**Text excerpt**
--- START ---
And it’s attached to the skull by eight screws — two in front and three in back on each side.
Stretching the spine
Called halos, they are attached to an overhead pulley system that slowly adds pressure to pull up the spine.
“We’ve now got 32 pounds of pressure pulling on her,” said Wattenbarger. “The goal is to get 75 percent of her body weight and she’s 100 pounds, so that would be 75 pounds of pressure. The first 30 to 40 pounds are the hardest.”
Each day, the pressure is increased, which stretches out her spine, he said. And as the spine is straightened, the pain is relieved and breathing becomes easier as the pressure on the internal organs is reduced.
“Her level (of curvature) measures more than 150 degrees. And we operate on children who have curves over 50 degrees in general. So hers is very severe,” he said.
“And when she’s got that severe of a curve, there’s a higher risk of neurological injury when we operate,” he added. “So as long as we’re still seeing improvement, we’ll continue that. We estimate about three months.”
By that time, he said, she could be another 2 inches taller.
Meredith, who is the first patient at Shriners to have the treatment, must spend 14 hours a day in traction, about four hours of it standing in a traction walker and the rest in a wheelchair.
Because the procedure isn’t done everywhere, Meredith’s other option was Philadelphia, Wattenbarger said.
But since the family lives in Salisbury, North Carolina — a state that Shriners serves — the hospital decided to begin offering it here.
‘A great sport’
While she had a headache for a couple of days after getting the halo, Meredith can’t really feel it anymore — except for the time she accidentally fell asleep on the back pins instead of her neck pillow, she said with a giggle.
“Meredith has been a really great sport,” Wattenbarger said. “She has a great attitude and has been a joy to work with.”
That’s the type of person Meredith is, said her dad, Roger Mozingo Jr.
“Another little girl came in with a really bad back and (Meredith) went down and talked to her to help her out a little bit,” he said with obvious pride. “She’s an extremely positive person.”
Though he allows that the procedure looked daunting at first, Mozingo said he did some research and spoke to her physician and now he’s focusing on the results.
--- END ---
**Directions**
**a.** In the article on Meredith's spinal traction, swap "wheelchair" for "reclining chair" and reproduce the passage between "Meredith, who is" and "Roger Mozingo Jr.", inclusive.
**b.** According to the article on Meredith's spinal traction, how many hours a day must Meredith spend in traction?
**c.** Condense the paragraph of the article on Meredith's spinal traction that begins "Each day, the pressure is increased" into a single shorter sentence that keeps its main facts.

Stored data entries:
--- START ---
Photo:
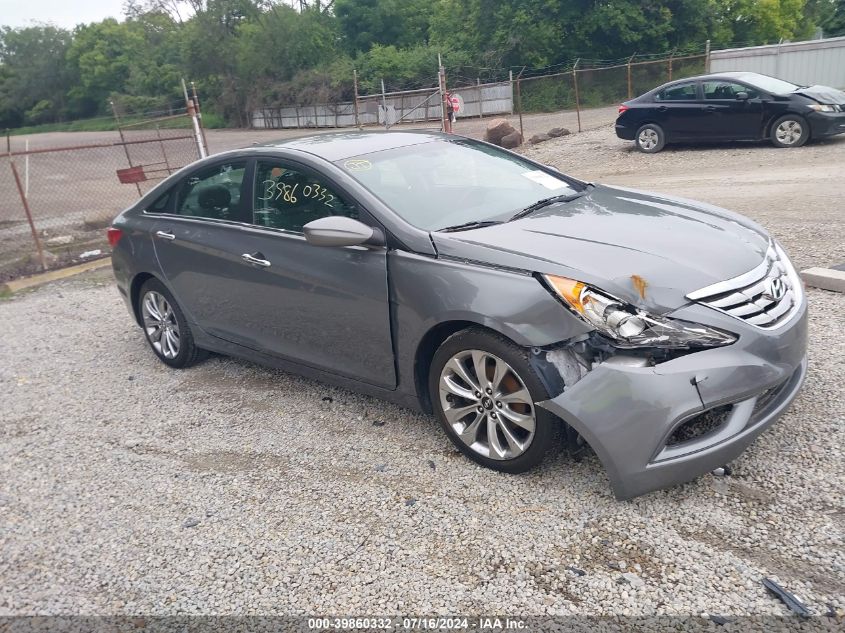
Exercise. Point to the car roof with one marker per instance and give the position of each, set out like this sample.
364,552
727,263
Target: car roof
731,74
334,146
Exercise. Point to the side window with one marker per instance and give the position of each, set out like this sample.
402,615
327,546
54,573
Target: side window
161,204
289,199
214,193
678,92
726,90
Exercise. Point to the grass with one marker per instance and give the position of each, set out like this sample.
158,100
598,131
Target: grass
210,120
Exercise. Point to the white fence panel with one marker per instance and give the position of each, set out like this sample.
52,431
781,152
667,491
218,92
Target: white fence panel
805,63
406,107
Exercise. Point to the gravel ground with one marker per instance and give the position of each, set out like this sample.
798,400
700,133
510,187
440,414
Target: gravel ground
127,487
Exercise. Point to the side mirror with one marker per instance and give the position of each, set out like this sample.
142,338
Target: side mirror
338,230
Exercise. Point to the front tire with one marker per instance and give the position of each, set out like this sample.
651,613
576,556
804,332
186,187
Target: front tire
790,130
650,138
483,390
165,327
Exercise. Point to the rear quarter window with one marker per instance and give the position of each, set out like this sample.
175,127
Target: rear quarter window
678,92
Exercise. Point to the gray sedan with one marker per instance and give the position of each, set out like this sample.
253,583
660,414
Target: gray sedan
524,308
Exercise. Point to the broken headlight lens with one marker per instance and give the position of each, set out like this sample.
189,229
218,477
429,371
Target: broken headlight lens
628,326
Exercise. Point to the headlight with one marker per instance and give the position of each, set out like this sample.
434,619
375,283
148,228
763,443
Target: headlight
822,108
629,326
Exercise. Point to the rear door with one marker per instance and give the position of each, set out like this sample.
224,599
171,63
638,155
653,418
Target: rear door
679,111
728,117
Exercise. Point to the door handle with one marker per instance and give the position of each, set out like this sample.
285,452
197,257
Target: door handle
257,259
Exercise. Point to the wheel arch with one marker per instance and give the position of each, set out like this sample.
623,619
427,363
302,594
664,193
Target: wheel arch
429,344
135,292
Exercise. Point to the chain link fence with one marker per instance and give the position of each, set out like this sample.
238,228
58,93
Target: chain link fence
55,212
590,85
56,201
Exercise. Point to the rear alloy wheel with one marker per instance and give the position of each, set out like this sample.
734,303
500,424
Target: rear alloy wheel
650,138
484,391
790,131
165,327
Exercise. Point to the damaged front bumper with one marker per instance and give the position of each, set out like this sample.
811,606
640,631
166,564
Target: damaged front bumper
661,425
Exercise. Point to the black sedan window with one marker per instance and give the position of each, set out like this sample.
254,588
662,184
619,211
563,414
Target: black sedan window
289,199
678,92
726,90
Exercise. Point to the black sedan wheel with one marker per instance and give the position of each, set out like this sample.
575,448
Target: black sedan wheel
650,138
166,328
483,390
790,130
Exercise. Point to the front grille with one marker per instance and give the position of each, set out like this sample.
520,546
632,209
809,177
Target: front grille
--- END ---
**Solutions for each task**
**a.**
Meredith, who is the first patient at Shriners to have the treatment, must spend 14 hours a day in traction, about four hours of it standing in a traction walker and the rest in a reclining chair.
Because the procedure isn’t done everywhere, Meredith’s other option was Philadelphia, Wattenbarger said.
But since the family lives in Salisbury, North Carolina — a state that Shriners serves — the hospital decided to begin offering it here.
‘A great sport’
While she had a headache for a couple of days after getting the halo, Meredith can’t really feel it anymore — except for the time she accidentally fell asleep on the back pins instead of her neck pillow, she said with a giggle.
“Meredith has been a really great sport,” Wattenbarger said. “She has a great attitude and has been a joy to work with.”
That’s the type of person Meredith is, said her dad, Roger Mozingo Jr.

**b.** 14 hours a day

**c.** Increasing the pressure each day stretches her spine, and as it straightens, her pain is relieved and breathing becomes easier because there is less pressure on her internal organs.